═════ Exercise materials

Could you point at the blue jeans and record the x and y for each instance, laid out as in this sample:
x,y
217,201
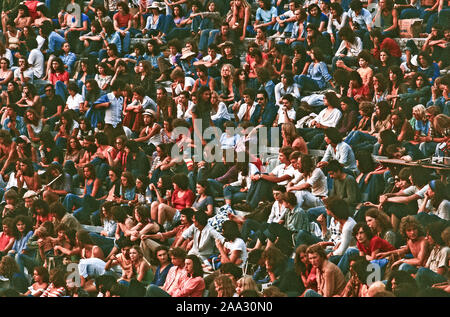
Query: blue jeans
x,y
206,38
315,212
259,191
61,90
410,269
215,187
426,278
304,237
233,193
155,291
72,200
355,137
312,293
306,83
106,244
27,260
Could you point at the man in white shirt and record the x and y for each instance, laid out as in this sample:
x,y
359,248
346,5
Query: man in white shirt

══════════

Given task - In your copy, leave out the pictures and reproduce the material above exactly.

Solution to this exercise -
Could you point at the blue jeans and record the x and y for each instance, laid out as in this sample:
x,y
217,201
Query: blue jeans
x,y
206,38
315,212
259,191
61,90
410,269
215,187
426,278
304,237
233,193
155,291
72,200
355,137
312,293
306,83
106,244
27,260
Could you point at the man in white shirt and record the x and y for each instance, laid out as in this sample:
x,y
359,248
346,5
Query: man in white shirt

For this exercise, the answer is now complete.